Assigned task — Please find the lines in the entries below that contain the word "oven", and copy each one.

Provided material —
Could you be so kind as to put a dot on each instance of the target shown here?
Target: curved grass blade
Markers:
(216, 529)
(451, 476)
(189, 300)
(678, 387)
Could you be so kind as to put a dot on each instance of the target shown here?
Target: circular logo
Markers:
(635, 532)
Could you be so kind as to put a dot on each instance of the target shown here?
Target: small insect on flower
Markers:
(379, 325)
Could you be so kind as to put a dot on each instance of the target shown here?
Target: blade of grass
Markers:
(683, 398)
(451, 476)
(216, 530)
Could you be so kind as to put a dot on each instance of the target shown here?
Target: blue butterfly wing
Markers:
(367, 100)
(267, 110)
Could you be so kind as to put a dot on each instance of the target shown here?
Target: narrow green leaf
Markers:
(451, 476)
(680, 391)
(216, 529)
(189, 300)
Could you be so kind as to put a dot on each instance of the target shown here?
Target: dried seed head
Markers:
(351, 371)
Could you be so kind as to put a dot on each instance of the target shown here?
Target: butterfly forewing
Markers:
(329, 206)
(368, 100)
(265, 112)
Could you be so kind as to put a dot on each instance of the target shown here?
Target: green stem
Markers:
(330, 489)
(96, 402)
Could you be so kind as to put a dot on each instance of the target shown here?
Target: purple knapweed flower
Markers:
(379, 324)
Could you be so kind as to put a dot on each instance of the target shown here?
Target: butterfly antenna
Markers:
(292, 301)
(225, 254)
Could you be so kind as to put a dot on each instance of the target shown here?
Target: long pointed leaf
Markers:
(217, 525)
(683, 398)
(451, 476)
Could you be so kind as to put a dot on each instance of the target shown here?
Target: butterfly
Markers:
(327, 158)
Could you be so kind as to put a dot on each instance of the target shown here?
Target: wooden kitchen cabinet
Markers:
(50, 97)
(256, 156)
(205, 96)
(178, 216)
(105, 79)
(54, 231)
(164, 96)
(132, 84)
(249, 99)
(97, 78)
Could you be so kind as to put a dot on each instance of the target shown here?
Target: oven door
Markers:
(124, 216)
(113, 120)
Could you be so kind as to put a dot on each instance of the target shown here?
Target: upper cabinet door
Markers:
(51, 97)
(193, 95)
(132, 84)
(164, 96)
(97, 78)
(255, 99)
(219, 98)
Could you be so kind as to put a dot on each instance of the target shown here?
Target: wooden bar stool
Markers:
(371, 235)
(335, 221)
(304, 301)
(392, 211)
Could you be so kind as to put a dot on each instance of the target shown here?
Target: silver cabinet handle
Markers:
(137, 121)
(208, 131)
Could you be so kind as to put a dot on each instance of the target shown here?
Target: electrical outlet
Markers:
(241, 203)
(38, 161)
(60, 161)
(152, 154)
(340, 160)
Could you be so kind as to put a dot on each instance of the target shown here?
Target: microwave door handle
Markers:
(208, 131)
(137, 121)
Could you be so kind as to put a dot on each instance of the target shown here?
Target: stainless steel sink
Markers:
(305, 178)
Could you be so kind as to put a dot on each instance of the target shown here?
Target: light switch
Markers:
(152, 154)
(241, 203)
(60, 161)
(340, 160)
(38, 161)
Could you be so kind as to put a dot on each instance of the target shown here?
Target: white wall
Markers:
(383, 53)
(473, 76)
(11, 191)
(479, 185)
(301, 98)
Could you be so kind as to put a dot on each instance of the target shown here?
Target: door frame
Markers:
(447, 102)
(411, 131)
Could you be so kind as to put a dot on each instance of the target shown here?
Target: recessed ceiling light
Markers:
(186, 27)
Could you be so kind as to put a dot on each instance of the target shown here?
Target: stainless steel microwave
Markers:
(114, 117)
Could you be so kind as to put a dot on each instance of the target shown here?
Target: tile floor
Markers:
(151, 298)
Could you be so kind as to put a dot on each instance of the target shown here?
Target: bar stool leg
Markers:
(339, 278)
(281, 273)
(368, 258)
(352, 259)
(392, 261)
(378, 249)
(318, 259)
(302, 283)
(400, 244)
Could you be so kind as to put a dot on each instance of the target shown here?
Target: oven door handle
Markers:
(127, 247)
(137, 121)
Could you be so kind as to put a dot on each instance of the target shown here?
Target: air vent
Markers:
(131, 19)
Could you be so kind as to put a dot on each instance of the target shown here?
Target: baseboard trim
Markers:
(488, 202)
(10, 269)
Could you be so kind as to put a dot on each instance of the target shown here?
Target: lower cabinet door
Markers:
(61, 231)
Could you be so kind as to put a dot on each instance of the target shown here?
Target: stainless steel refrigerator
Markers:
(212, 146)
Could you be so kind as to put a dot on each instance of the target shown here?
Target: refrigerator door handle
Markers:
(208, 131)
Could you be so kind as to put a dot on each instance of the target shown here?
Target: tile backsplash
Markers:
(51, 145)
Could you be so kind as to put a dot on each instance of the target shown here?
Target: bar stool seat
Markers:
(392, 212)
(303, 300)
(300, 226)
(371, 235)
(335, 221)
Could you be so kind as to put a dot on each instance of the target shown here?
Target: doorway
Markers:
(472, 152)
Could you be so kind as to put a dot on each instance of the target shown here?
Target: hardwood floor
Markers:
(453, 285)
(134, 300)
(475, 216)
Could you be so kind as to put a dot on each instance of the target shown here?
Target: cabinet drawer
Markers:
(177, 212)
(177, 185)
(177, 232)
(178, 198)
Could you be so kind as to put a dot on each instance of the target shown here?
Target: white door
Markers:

Answer —
Target: oven door
Target: oven door handle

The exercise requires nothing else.